§ **What to produce**
All of the data is to be written out again exactly, without the pictures.

Natural language region descriptions
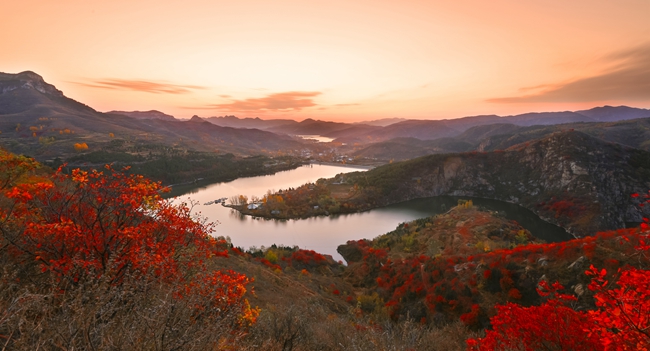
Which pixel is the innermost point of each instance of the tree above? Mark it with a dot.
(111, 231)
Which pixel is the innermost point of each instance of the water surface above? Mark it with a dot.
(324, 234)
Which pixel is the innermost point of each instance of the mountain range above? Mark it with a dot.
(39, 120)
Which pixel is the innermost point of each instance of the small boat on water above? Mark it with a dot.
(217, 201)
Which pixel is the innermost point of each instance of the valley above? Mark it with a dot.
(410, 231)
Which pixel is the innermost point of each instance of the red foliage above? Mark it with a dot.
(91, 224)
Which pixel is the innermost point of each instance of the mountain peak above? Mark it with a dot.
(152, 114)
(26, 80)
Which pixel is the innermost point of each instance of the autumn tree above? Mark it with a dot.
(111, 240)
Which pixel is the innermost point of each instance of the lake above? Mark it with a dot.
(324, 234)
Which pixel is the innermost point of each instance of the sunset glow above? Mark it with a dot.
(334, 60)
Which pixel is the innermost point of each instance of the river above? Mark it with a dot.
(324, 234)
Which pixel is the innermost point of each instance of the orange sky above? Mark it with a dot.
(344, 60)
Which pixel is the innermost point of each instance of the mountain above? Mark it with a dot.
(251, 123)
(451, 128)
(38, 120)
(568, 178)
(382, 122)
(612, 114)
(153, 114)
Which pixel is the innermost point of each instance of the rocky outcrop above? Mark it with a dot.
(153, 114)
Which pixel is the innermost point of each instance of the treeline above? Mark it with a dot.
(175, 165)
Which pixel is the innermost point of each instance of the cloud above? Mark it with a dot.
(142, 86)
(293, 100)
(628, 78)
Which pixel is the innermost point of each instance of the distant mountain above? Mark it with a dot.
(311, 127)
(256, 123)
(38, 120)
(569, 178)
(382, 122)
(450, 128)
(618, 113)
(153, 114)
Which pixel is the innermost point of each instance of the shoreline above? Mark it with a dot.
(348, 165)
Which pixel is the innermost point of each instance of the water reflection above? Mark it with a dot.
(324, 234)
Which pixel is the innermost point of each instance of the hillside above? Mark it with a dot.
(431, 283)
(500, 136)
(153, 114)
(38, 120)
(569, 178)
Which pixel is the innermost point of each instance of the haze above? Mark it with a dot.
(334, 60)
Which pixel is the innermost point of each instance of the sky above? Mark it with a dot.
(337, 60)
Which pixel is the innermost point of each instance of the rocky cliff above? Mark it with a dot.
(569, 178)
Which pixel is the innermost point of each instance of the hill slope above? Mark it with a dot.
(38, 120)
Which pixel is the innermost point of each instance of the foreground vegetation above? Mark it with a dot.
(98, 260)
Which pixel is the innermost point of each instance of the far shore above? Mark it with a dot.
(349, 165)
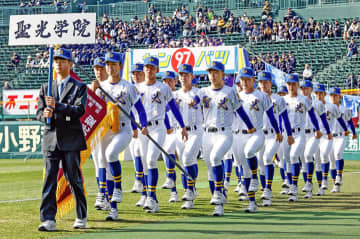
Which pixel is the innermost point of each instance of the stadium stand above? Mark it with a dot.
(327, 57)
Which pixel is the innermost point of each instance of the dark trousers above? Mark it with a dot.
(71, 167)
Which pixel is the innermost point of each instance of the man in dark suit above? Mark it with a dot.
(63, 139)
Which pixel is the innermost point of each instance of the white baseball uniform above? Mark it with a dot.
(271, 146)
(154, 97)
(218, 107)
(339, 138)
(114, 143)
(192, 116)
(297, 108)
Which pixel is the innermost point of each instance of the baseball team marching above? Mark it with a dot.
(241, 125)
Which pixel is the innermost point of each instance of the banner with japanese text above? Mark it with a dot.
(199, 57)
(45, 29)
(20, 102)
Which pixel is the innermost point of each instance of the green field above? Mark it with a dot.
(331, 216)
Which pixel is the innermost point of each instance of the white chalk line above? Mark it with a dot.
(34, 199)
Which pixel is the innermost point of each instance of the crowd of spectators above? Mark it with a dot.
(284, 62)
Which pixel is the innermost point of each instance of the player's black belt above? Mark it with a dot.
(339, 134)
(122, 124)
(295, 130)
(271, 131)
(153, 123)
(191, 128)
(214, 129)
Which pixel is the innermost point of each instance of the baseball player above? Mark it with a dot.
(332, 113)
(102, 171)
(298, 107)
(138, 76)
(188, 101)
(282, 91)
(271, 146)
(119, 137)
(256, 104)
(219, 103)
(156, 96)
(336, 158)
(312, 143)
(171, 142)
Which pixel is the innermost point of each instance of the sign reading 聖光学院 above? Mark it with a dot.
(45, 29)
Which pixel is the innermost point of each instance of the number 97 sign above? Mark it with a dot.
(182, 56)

§ **Answer**
Which pixel is the innermost point of each instance of the tree above? Mark it with a dot.
(111, 231)
Which pixel is the innermost point of each instance of the water surface above? Mark it with a dot.
(324, 234)
Which pixel is the innermost point of each instance of the mountain range above? Mark it with a dot.
(39, 120)
Which pixel is the innermost point of each instance of the small boat on water above? Mark it with a dot.
(217, 201)
Which pixel is the innermost point of each instance of the valley above? Mark it with a dot.
(410, 231)
Which pixel is the innermost point of each instance of the red foliage above? Mark it with a dot.
(91, 224)
Which pixel is the innermost point of each instance of the mountain peak above? Mark it with a dot.
(152, 114)
(26, 80)
Which pixel is the innermost point of each instance of the autumn tree above? Mark it with a dot.
(111, 240)
Which pixel is the innermost point of each instance of the lake above? Mark it with a dot.
(324, 234)
Which pixel is the innermost point of each instance of the sunset glow above? Mark it with a dot.
(334, 60)
Which pixel is the innermost point of each instance of the river above? Mark it with a dot.
(324, 234)
Which pixel is the innermost point of each instance of the orange sky above? Mark it with a dot.
(344, 60)
Which pixel is the innermost point of each instance of the mountain above? Mark it with a dot.
(251, 123)
(451, 128)
(38, 120)
(568, 178)
(382, 122)
(612, 114)
(153, 114)
Which pixel is the innermost point of each instance of the rocky outcrop above? Mark it with a dot.
(153, 114)
Which pixel is the innermost point of each instance of the treeline above? Mark it with a dot.
(175, 165)
Which pixel is the innermost point of each instance of the cloud above? Mark it with a dot.
(142, 86)
(293, 100)
(628, 78)
Which pixel is the innermost point of each instance of the distant mountain above? Mark it with a dot.
(311, 127)
(256, 123)
(38, 120)
(569, 178)
(382, 122)
(450, 128)
(618, 113)
(153, 114)
Which pixel is the innermost point of each instance of the shoreline above? Mark it with a dot.
(348, 165)
Which pixel is the innermost point of each instance of the water reflection above? Mark it with a dot.
(324, 234)
Which pixel is the innermost point of each instance of the hillside above? Mark it with a dot.
(431, 283)
(500, 136)
(153, 114)
(38, 120)
(569, 178)
Which pixel is the innermost point of each instance of the haze above? Mark it with a dot.
(334, 60)
Which pixel is the innermost point of each instance of the sky above? Mark it with a dot.
(337, 60)
Which pixel is the innermost point of each instance of the rocky cliff above? Mark it with a dot.
(569, 178)
Which pixel is the innermost point of each instance of the hill slope above? Mark it with a dot.
(38, 120)
Which pixel is the innermost point of each instance of the foreground vegetation above? Mark it with a dot.
(98, 260)
Which pixel is the innermost point of each instance of the far shore above? Mark it with a dot.
(349, 165)
Which pixel is the innermost point of each instance of the stadium stand above? Mark it with a dot.
(327, 57)
Which pixel is the innermost point of each instance of the dark trousers above? Mark it with a dot.
(71, 167)
Which pixel is the innermost point of each instance of the man in dark suit above? Mark it with a dot.
(63, 139)
Which pixel is the innermost point of each instance of the white baseball uniform above? Mark it with a dot.
(271, 146)
(154, 97)
(218, 107)
(339, 138)
(114, 143)
(192, 116)
(297, 108)
Which pixel is the innermost point of each instance of the baseball team marching above? Mark it with a dot.
(241, 125)
Which pixel is the innermost point of each instance of the banner with japanese text above? Mark it with a dot.
(199, 57)
(45, 29)
(20, 102)
Which pixel is the innermost point of each instance of the green field above? Mark it with a dot.
(331, 216)
Which pixel is the innermost point of each instance of the white chalk line above? Mark it with a dot.
(34, 199)
Which pixel is the innermost point of each instance of the crowd of spectators above? Mark it with a dot.
(284, 62)
Which pixel is the innermost point of each instance of the player's black belt above? Mark it with a dot.
(339, 134)
(122, 124)
(295, 130)
(271, 131)
(153, 123)
(191, 128)
(214, 129)
Which pixel is the innermost point of each instance of the baseball player above? Mark it with a dot.
(332, 113)
(102, 171)
(298, 107)
(138, 76)
(188, 101)
(282, 91)
(271, 146)
(119, 137)
(256, 104)
(219, 103)
(156, 96)
(336, 158)
(312, 143)
(171, 142)
Which pixel is the innermost point of each instance of the sign reading 聖光学院 above? Mark it with a dot.
(45, 29)
Which pixel is the innermost point of each instance of the number 97 sign above? Mark it with a dot.
(182, 56)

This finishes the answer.